■ Work task
All entries below are to be returned exactly, with pictures left out.

[Collected data entries]
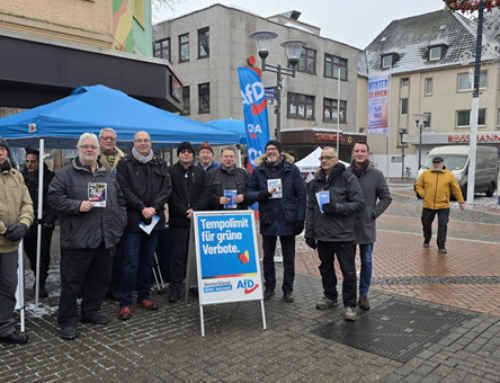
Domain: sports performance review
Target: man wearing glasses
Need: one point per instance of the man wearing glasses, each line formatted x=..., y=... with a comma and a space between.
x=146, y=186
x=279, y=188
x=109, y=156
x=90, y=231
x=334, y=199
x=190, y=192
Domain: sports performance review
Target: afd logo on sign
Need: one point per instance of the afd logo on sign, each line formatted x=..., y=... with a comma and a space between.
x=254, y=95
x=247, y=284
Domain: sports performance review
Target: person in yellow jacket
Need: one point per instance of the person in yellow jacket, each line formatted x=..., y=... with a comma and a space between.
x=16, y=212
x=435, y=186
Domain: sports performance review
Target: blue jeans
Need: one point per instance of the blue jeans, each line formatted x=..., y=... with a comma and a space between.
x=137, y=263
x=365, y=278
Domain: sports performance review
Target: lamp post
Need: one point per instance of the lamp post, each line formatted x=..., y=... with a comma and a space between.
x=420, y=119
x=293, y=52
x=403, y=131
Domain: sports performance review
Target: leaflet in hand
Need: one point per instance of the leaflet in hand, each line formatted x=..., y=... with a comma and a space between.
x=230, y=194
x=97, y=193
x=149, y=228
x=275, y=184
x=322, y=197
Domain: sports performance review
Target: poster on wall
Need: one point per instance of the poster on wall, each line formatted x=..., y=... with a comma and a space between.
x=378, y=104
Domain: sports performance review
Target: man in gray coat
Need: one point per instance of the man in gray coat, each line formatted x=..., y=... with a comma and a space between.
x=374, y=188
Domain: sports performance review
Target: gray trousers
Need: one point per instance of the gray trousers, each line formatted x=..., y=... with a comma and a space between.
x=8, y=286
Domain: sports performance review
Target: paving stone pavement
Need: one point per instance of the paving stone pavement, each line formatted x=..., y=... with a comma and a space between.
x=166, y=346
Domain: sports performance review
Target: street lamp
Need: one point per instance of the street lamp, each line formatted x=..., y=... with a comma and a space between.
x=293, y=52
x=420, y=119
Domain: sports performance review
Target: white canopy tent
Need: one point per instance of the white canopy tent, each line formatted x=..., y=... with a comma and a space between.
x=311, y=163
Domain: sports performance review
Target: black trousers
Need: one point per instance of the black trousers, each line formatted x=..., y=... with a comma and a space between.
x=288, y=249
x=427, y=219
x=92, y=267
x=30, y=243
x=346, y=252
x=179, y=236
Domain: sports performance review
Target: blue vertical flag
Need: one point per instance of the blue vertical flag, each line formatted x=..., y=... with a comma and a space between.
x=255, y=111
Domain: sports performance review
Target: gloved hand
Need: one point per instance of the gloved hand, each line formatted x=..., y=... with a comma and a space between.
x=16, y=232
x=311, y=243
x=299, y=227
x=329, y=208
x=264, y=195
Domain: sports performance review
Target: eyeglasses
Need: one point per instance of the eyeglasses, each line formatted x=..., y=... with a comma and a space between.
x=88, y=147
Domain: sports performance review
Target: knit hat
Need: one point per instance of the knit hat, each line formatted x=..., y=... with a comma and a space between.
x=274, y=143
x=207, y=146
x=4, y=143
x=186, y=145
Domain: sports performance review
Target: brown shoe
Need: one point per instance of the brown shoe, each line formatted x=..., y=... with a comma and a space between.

■ Reply to the task
Domain: sports performance review
Target: man wearing glasses
Need: one point per instance of the man wearing glasses, each line formatted x=..., y=... with a comma and a space between.
x=146, y=186
x=279, y=188
x=109, y=156
x=90, y=231
x=334, y=199
x=190, y=192
Domain: sports performance review
Target: afd logo on sign
Need: one point per instance of the afd logo on sign, each line formatted x=..., y=... with a comma and a space between.
x=254, y=95
x=247, y=284
Domain: sports performance review
Target: person in yellow jacket
Need: one point per instance of the person in yellow jacket, each line formatted x=..., y=... with a comma and a space between.
x=16, y=212
x=435, y=186
Domain: sports performance review
Target: blue jeans
Need: one point per instance of the blue jeans, each line formatted x=..., y=... with a comma and a space between.
x=137, y=263
x=365, y=278
Domain: sports performance review
Target: lamp post
Need: one point per instance of the lamp post, each line formatted x=..., y=... with a comma and a space between.
x=420, y=119
x=293, y=52
x=403, y=131
Domain: sports performance review
Target: leaflet in hand
Need: one point per instance of the leaflet in hand, each line formatted x=..., y=... with a comma and a space between.
x=230, y=194
x=97, y=193
x=149, y=228
x=275, y=184
x=322, y=197
Domain: sports performance review
Target: poster on wall
Need: one point per instance of the poster on wall, each line formatted x=..., y=... with a comma and a space between.
x=378, y=104
Domain: sports performance review
Target: man in gray coat
Need: one point per instance of the man in gray coat, each line formatted x=..., y=... with a comma and a space between.
x=374, y=188
Domain: sports performance review
Target: gray trousers
Need: one point per instance of the gray trousers, each line formatted x=..., y=... with a comma and a space between.
x=8, y=286
Domain: sports performance review
Target: paving stone pavement
Need: one point per instance of the paving stone pavement, each line formatted x=..., y=... with a comma and a space between.
x=166, y=346
Domain: sports performance review
Target: street lamp
Need: one point per instance of the street lamp, each line formatted x=..., y=... with a comma and a space between.
x=293, y=52
x=420, y=119
Domain: sports performance review
Target: white canopy tent
Need: one point per instance of the white canopy tent, each line formatted x=..., y=... with a comma and a space between.
x=311, y=163
Domain: sports performance review
Target: black trousers
Need: one point per instance of the black trousers, each line formatted x=..., y=... with a comma and a space between.
x=288, y=249
x=427, y=219
x=92, y=267
x=30, y=243
x=346, y=252
x=179, y=236
Domain: sports performance review
Target: blue vertical flag
Need: one point per instance of the blue vertical flag, each line formatted x=..., y=... with a comma and a space between.
x=255, y=111
Domain: sports performance review
Target: gloved hand
Need: one point per instance of the gloved hand, each line formatted x=..., y=... with a comma and a space between.
x=16, y=232
x=311, y=243
x=299, y=227
x=329, y=208
x=264, y=195
Domain: sports performance review
Target: eyeglasses
Need: one point per instance of the eyeglasses, each line formatted x=..., y=... with a comma and a space between.
x=88, y=147
Domain: sports performance review
Target: knit hat
Need: one point per instance of the knit hat, each line formatted x=..., y=... with a comma and a space between.
x=274, y=143
x=207, y=146
x=4, y=143
x=186, y=145
Domain: sports performance review
Target: brown shoe
Need: one point per instance of the brown shoe, each line formatted x=..., y=... with a comma and a space between.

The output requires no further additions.